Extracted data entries

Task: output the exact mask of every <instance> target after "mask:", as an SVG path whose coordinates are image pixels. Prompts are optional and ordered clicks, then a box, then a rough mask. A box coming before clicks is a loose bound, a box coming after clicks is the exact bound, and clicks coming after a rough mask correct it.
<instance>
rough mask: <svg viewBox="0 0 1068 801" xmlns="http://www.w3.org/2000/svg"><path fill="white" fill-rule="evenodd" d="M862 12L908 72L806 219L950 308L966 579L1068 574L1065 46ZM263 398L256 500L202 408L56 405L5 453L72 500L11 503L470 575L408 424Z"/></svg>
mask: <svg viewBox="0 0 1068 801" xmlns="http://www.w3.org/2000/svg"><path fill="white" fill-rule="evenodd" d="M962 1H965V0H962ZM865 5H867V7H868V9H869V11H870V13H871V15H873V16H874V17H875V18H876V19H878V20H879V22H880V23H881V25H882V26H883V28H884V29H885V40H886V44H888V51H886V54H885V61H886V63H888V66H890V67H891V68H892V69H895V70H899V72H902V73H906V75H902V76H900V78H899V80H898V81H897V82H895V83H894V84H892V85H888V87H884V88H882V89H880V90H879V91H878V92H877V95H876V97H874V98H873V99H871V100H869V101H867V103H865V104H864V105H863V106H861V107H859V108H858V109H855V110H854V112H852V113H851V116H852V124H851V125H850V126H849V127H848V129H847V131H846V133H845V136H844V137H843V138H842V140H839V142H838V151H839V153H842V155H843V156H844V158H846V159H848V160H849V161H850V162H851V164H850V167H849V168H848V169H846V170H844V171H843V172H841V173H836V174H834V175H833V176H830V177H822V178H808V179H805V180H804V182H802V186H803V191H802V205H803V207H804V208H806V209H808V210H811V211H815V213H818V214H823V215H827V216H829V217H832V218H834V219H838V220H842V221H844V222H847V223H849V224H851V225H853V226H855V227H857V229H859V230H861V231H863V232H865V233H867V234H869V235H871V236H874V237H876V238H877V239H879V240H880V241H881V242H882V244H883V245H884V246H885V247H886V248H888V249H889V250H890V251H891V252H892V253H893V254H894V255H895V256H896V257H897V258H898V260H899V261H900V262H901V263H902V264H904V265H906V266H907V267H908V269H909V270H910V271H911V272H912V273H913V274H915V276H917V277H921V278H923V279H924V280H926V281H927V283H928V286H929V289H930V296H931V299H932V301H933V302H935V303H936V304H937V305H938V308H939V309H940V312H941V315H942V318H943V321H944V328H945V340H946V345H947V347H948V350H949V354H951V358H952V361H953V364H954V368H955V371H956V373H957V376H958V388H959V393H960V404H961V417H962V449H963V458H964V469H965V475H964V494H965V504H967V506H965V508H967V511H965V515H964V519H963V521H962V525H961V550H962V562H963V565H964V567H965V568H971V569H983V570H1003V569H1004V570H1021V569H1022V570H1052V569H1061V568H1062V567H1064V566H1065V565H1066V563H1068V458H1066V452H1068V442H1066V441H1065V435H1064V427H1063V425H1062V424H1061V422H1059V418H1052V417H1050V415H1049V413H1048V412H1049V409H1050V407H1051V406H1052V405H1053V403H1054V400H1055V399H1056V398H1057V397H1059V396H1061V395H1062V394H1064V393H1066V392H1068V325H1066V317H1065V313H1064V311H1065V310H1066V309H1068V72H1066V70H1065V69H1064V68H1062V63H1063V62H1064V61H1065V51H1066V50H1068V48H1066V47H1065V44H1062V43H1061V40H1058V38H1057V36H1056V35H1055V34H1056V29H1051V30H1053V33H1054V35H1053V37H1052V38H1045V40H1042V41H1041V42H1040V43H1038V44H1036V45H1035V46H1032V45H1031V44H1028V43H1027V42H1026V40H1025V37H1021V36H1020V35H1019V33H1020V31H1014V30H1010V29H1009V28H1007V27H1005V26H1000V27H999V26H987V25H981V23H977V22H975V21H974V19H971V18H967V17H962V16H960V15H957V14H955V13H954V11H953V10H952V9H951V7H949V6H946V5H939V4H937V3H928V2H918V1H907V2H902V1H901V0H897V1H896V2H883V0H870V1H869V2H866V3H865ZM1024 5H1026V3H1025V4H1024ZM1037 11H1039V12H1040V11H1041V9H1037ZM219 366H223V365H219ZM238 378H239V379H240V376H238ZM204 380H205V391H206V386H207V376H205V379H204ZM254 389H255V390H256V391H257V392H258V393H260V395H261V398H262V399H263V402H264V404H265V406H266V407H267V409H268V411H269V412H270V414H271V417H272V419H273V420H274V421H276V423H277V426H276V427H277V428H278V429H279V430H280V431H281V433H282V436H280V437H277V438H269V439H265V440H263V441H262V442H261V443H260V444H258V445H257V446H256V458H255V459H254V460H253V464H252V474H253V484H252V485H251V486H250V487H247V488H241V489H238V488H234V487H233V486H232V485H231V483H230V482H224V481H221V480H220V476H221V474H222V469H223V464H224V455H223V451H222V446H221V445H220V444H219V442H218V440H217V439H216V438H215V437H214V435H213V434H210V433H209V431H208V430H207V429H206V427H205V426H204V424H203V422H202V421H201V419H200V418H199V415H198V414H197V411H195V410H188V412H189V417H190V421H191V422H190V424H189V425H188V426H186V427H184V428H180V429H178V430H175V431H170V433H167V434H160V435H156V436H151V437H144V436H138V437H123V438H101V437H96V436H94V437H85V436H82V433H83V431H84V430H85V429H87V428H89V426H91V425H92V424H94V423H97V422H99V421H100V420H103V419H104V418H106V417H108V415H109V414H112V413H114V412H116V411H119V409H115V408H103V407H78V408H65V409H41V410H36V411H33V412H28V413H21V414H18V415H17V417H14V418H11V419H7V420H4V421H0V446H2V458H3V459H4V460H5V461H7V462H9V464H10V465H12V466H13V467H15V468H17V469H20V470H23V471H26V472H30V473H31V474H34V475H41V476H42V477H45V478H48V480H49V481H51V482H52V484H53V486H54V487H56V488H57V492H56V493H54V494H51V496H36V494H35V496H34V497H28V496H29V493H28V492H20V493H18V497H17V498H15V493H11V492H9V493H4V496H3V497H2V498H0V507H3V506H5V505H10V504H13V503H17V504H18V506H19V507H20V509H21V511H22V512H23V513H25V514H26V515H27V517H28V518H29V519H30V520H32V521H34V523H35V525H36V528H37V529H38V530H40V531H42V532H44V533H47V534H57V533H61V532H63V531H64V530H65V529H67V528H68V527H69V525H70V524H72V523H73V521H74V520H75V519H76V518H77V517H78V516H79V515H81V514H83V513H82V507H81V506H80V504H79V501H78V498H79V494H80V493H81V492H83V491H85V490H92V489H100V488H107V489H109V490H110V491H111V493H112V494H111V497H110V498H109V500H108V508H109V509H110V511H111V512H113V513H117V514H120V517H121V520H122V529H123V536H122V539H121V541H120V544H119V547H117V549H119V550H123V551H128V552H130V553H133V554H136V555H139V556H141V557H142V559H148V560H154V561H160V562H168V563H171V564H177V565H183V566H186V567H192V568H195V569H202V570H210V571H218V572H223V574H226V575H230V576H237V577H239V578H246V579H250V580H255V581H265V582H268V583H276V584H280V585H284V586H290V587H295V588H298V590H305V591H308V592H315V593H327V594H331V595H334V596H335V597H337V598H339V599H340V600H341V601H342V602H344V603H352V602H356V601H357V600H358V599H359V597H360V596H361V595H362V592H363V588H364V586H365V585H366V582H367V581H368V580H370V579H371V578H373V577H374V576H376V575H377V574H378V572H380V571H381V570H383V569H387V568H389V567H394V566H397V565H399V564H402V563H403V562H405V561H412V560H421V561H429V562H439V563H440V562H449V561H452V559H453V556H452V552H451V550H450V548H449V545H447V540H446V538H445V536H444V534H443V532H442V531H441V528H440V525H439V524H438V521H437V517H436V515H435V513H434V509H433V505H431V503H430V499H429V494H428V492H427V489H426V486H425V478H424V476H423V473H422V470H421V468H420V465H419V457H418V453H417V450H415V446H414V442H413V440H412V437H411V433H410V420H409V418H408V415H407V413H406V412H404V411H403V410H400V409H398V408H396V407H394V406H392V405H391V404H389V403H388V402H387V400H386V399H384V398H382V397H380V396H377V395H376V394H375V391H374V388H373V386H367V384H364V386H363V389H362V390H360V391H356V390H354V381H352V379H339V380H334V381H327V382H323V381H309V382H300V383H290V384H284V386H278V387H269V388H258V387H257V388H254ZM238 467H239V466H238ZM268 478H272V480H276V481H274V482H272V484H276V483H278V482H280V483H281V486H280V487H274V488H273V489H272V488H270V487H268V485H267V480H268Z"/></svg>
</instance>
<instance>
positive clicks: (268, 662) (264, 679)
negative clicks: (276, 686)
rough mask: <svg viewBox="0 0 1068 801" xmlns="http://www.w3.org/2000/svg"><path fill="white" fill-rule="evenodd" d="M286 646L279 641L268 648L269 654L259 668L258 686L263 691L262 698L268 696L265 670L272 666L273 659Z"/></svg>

**WHAT YOU NEED TO DO**
Reading through the records above, report each line in which the string "instance" is found.

**EXPECTED ANSWER**
Task: output the exact mask of every <instance> target after "mask:", as an SVG path whose coordinates are image pixels. Prompts are optional and ordered clicks, then a box, then a rough mask. A box coming before clicks is a loose bound, a box coming after clicks is the exact bound, and clicks coming after a rough mask correct it.
<instance>
</instance>
<instance>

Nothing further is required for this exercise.